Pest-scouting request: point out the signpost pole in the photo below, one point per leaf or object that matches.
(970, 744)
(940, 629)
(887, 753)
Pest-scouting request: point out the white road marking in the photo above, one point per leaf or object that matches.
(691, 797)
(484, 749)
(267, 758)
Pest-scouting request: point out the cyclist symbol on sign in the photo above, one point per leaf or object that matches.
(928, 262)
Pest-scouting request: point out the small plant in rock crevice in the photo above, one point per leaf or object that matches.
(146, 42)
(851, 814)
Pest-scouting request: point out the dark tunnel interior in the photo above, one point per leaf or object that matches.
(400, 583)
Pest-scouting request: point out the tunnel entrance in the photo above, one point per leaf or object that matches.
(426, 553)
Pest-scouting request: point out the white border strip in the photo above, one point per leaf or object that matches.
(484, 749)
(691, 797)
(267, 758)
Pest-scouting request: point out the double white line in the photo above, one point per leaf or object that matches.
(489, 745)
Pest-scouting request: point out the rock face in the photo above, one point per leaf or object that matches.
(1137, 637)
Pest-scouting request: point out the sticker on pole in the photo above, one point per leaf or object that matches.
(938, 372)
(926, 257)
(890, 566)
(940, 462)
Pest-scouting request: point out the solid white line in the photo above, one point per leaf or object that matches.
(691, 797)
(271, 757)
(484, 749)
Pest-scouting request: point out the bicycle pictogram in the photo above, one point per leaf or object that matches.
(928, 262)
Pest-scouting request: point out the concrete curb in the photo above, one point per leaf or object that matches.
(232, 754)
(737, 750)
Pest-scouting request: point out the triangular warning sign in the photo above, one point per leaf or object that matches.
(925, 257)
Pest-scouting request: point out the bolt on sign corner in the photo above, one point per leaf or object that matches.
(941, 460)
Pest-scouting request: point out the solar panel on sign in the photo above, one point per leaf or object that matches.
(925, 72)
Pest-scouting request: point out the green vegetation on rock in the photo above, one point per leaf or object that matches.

» Stated exercise
Quote all of the records above word for word, with every line left unchanged.

» In response
Pest-scouting request: point out the signpost pole in the photo below, one point per leaf or object that matches.
(970, 744)
(940, 629)
(887, 753)
Pest-scouting request: point out the white road marking in the photo above, one point per leaf or object that matches.
(691, 797)
(484, 749)
(267, 758)
Pest-scouting request: point out the cyclist symbol on sign in the photo above, one point per leaf or object that matches.
(928, 262)
Pest-scouting request: point out the small plant in rock crevice in the photo above, one point per leaf or object that matches.
(146, 42)
(851, 814)
Pest-scouting request: point out the dark tunnel interior in the photo above, one point per leaf or object that matches.
(400, 583)
Pest-scouting request: point out the tunnel entrance in the photo above, one point per leaf or object that matches.
(426, 553)
Pest-scouting request: point out the white border strip in the photo above, one point per leaf or object that matches.
(484, 749)
(691, 797)
(267, 758)
Pest-scouting request: point out the double white line in the photo above, one point per leaf or object that matches.
(489, 745)
Pest-scouting request: point out the rock face in the photo above, one point per leaf or object that matches.
(1137, 637)
Pest-scouting request: point out the sticker on pole in the photo above, one point per leaf or object that matches.
(938, 372)
(926, 257)
(890, 566)
(940, 462)
Pest-scouting request: point out the solid white line in the photo above, one point per leaf or object that matches.
(691, 797)
(271, 757)
(484, 749)
Pest-scouting request: point out the bicycle pictogram in the photo above, one point per leaf or object that matches.
(928, 262)
Pest-scouting request: point out the concrete curb in the photo above, one point per leaf or object that matches.
(232, 754)
(737, 750)
Pest-scouting request: point out the triangular warning sign in the photo above, one point per leaf or object that matches.
(925, 257)
Pest-scouting request: point out the bolt on sign corner in the photo above, one point per leaf or object that matches.
(941, 460)
Pest-scouting request: point out the solar panel on sign in the photo above, one point per leaf or object that matches.
(925, 72)
Pest-scouting request: point out the green vegetation on rock in the photo above, one point per leaf or object that matches.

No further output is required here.